> **Page text**:

--------------------------------------------------

Rosalyn "Ros" Lawrence (born 12 June 1989) is an Australian slalom canoeist who has competed at the international level since 2006. She also competes in wildwater and creeking events.

Lawrence won five medals at the ICF Canoe Slalom World Championships with three golds (C1 team: 2013, 2015, 2019), a silver (C1 team: 2017) and a bronze (K1 team: 2017). She won the overall World Cup title in the C1 category twice (2011 and 2012), as well as in 2009, when it was a demonstration event. Lawrence finished two seasons as the World No. 1 in the C1 event, in 2009 and 2012.

Lawrence also won the Sickline Extreme race in 2012 and the Wildwater World Championship in C1W in 2011.

Her two older sisters have also competed in canoe slalom. Jacqueline Lachmann (née Lawrence) is an Olympic silver medalist (2008 Beijing Olympic Games) and Katrina is the overall world cup champion in K1 from 2008.

Personal life
Lawrence was born on 12 June 1989 in Lismore, NSW, Australia and grew up in Old Bonalbo, a small country town in the Northern Rivers region of NSW. She has been living in Penrith, New South Wales since 2007.

Lawrence completed her HSC in 2006 at Bonalbo Central School and went on to complete a Bachelor of International and Global Studies at the University of Sydney, where she was a scholarship holder in the Sydney Uni Sport and Fitness Elite Athlete Program.

Canoeing
Lawrence races in K1 and C1 events and has been a member of the Australian national canoe/kayak team since 2009. From 2004 to 2006 she was a member of the Australian junior national team and in 2007 & 2012 she competed as a member of the Australian Under 23 team. Lawrence holds a scholarship at the Australian Institute of Sport, and the New South Wales Institute of Sport. Domestically she races for the Big River Canoe Club.

Lawrence was vocal in trying to push for gender equity for her sport to improve by the 2016 Olympics, when there was only one Olympic class available for women in slalom, while there were three for men.

Lawrence was introduced to the sport by her father Laurie, who coached the Bonalbo Central School canoe team.

World Cup individual podiums

1 Oceania Championship counting for World Cup points

Results

2013
1st C1W teams – ICF Canoe Slalom World Championships (Prague, CZE)
2nd C1W – Australian Open (Penrith, NSW)
2nd C1W – Oceania Championships (Mangahao, NZL)
2nd K1W – Oceania Championships (Mangahao, NZL)

--------------------------------------------------

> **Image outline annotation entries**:
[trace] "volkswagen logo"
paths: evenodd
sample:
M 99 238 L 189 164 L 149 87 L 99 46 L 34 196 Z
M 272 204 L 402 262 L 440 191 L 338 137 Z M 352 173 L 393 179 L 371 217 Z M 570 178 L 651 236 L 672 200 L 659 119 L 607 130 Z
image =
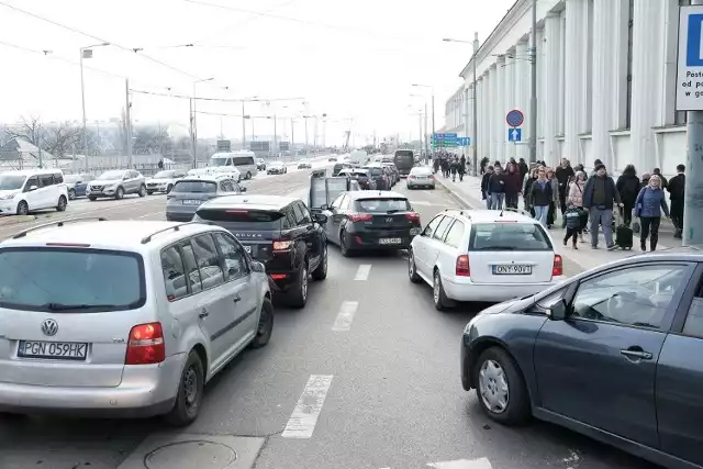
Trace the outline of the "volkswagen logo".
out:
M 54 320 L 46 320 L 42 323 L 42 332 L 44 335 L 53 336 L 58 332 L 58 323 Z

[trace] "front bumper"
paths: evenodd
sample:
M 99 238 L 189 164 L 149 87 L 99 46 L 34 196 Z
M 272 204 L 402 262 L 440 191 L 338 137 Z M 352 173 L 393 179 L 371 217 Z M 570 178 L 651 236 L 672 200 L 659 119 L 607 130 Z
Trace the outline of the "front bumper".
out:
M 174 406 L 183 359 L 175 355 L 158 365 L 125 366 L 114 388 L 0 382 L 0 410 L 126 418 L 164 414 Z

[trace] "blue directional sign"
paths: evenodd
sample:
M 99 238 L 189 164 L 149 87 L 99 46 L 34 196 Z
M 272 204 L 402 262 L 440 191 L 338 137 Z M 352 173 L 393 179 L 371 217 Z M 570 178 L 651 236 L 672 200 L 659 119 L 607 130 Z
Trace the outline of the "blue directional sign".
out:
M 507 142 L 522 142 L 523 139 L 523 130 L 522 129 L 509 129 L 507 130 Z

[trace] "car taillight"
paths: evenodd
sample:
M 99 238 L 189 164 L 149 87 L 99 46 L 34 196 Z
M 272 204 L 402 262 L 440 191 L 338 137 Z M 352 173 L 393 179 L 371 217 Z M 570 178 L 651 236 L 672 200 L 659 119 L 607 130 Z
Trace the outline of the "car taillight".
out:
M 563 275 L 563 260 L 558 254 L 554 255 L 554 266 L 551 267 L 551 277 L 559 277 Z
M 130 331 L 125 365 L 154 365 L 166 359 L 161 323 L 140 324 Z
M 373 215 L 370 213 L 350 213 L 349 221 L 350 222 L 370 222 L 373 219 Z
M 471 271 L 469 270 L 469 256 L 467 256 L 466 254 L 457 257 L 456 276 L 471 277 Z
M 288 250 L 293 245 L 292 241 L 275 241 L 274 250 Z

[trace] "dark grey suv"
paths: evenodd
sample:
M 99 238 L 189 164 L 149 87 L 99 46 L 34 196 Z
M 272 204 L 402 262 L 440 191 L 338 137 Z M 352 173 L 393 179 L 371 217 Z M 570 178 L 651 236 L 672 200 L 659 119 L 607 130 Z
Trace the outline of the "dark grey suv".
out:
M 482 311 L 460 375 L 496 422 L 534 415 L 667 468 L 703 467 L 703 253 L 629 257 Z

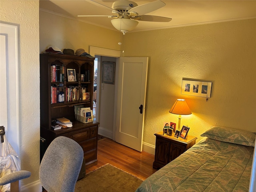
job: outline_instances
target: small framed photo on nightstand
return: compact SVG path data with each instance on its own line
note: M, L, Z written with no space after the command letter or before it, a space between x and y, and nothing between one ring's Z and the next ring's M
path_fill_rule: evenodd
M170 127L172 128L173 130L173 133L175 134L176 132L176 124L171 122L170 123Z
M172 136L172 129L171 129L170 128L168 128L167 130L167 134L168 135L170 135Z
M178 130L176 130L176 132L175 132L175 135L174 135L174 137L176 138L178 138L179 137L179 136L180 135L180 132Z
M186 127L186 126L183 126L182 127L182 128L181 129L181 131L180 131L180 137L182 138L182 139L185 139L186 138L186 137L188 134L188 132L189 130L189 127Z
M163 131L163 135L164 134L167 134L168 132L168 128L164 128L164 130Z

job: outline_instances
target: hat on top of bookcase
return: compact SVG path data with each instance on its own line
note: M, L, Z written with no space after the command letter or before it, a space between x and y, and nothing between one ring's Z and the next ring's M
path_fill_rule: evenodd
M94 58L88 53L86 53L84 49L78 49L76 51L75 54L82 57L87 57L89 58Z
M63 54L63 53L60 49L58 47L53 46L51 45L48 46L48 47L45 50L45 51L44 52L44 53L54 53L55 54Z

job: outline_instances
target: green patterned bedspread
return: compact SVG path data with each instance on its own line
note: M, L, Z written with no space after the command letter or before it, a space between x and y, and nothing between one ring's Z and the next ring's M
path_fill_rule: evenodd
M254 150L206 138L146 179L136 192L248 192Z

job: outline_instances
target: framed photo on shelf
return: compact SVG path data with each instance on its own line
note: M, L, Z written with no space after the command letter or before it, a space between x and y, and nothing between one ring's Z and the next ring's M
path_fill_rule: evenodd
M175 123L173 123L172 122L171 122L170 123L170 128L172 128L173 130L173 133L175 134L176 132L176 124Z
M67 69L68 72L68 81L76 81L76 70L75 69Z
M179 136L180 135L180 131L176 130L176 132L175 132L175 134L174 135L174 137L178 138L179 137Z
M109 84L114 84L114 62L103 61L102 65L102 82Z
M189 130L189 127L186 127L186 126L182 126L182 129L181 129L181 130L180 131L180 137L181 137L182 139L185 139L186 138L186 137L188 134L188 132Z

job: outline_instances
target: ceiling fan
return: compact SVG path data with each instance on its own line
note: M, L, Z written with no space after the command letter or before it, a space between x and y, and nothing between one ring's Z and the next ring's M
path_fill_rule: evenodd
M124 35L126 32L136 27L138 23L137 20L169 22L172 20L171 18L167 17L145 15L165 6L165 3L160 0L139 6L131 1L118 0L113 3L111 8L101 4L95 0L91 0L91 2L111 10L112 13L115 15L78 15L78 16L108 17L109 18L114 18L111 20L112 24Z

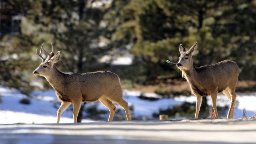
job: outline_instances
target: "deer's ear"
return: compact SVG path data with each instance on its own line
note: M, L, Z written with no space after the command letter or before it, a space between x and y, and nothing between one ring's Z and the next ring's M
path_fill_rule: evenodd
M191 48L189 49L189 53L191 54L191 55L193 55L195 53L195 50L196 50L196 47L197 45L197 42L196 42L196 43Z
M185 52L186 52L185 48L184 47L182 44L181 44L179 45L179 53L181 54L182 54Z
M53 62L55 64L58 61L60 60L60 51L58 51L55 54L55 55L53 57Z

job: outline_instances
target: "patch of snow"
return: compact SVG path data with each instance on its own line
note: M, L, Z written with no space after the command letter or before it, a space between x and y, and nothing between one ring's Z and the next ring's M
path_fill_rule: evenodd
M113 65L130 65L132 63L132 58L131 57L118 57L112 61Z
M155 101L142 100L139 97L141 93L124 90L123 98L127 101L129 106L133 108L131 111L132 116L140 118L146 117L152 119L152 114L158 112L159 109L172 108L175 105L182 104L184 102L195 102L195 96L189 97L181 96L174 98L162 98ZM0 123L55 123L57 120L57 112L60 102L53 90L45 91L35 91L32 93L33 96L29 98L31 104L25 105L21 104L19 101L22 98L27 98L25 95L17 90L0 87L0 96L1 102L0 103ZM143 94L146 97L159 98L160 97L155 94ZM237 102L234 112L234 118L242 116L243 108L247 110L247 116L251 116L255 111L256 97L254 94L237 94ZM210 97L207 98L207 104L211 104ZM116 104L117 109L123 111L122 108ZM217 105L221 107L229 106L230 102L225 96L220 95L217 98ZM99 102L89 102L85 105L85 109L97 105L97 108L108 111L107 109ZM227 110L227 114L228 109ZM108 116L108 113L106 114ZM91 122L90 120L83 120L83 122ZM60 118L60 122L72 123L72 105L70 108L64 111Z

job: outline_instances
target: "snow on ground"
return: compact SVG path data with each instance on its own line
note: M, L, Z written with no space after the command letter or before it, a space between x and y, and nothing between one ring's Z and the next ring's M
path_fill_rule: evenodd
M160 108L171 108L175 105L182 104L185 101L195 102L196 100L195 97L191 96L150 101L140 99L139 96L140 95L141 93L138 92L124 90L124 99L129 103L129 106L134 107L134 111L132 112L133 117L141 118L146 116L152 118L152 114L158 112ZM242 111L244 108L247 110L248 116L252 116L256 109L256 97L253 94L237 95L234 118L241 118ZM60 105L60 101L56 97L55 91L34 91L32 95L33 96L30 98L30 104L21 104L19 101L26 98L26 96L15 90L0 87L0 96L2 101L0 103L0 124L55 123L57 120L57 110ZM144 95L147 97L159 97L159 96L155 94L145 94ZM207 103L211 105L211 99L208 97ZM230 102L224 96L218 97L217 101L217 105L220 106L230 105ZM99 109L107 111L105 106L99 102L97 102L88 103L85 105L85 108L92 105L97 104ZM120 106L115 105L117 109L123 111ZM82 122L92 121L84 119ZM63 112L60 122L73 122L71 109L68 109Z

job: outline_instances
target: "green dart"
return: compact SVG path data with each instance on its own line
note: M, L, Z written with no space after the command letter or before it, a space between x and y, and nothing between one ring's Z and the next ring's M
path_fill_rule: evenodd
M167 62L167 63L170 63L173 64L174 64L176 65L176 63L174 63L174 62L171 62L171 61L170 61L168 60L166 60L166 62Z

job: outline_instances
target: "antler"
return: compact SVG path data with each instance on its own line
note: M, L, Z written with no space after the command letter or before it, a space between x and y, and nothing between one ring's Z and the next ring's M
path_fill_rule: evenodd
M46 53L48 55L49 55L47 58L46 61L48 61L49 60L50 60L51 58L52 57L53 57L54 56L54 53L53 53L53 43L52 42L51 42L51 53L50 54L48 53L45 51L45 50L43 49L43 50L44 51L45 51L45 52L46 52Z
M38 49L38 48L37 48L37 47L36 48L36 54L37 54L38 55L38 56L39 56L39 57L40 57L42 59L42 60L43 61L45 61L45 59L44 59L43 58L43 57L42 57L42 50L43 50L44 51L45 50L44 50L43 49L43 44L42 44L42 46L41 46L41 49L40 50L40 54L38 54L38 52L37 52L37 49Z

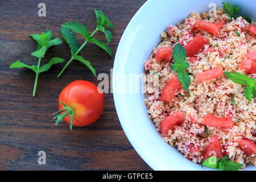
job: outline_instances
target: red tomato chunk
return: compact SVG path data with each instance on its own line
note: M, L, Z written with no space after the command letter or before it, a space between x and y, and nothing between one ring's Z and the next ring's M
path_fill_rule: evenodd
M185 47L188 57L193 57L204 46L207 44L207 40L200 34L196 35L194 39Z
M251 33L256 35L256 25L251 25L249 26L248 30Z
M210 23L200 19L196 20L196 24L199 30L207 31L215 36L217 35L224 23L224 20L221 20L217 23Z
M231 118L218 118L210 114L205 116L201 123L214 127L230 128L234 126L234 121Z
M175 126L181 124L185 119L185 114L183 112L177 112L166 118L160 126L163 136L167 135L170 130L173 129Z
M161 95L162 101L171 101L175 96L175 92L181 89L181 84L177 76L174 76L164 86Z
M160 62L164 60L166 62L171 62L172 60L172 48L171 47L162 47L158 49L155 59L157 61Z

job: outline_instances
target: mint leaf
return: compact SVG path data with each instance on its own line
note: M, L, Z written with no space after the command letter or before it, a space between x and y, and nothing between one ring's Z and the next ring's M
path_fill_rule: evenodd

--------------------------------------------------

> **Requirements**:
[A] Answer these questions from the text on Ros Lawrence:
(i) In which town did Lawrence grow up?
(ii) Which club does she race for domestically?
(iii) Which extreme race did she win in 2012?
[B] Continue the text on Ros Lawrence, starting after its final line.

> **Outputs for the tasks**:
[A]
(i) Old Bonalbo
(ii) The Big River Canoe Club
(iii) The Sickline Extreme race

[B]
1st K1W – National Championships (Eildon, VIC)

2012
1st K1W – Sickline Extreme Kayak race (Oetz, AUT)
World number 1 ranking C1W 
Overall C1W Canoe Slalom World Cup Champion
1st C1W – Canoe Slalom World Cup 1 (Cardiff, GBR)
2nd C1W – Canoe Slalom World Cup 5 (Bratislava, SVK)
1st C1W – Canoe Slalom Under 23 World Championships (Wausau, USA)
1st C1W teams – Canoe Slalom Under 23 World Championships (Wausau, USA)
1st C1W – New Zealand Open (Mangahao, NZL)
2nd C1W – Oceania Championships (Penrith, NSW)
2nd C1W – National Championships (Mersey, TAS)
3rd K1W – National Championships (Mersey, TAS)
3rd C1W – Australian Open (Penrith, NSW)

2011
Overall C1W Canoe Slalom World Cup Champion
1st C1W teams – ICF Canoe Slalom World Championships (Bratislava, SVK)
1st C1W – ICF Wildwater Canoe World Championships (Augsburg, GER)
1st C1W – Canoe Slalom World Cup 1 (Tacen, SLO)
1st C1W – Canoe Slalom World Cup 4 (Prague, CZE)
2nd C1W – Canoe Slalom World Cup 2 (L'Argentiere, FRA)
3rd C1W – Canoe Slalom World Cup 3 (Markkleeberg, GER)
2nd K1W – Oceania Open (Penrith, NSW)
3rd C1W – National Championships (Eildon, VIC)
1st C1W – National Championships (Nymboida, NSW)

2009
2nd C1W – World Championship Demonstration Event (La Seu d'Urgell, ESP)
3rd K1W – Australian Open (Penrith, NSW)
2nd C1W – Australian Open (Penrith, NSW)

Awards
2011 International Canoe Federation Athlete of the Month (August) 
2011 Australian Canoeing (AC) Athlete of the Year (non-Olympic discipline)
2011 AC Team of the Year (Women's C1)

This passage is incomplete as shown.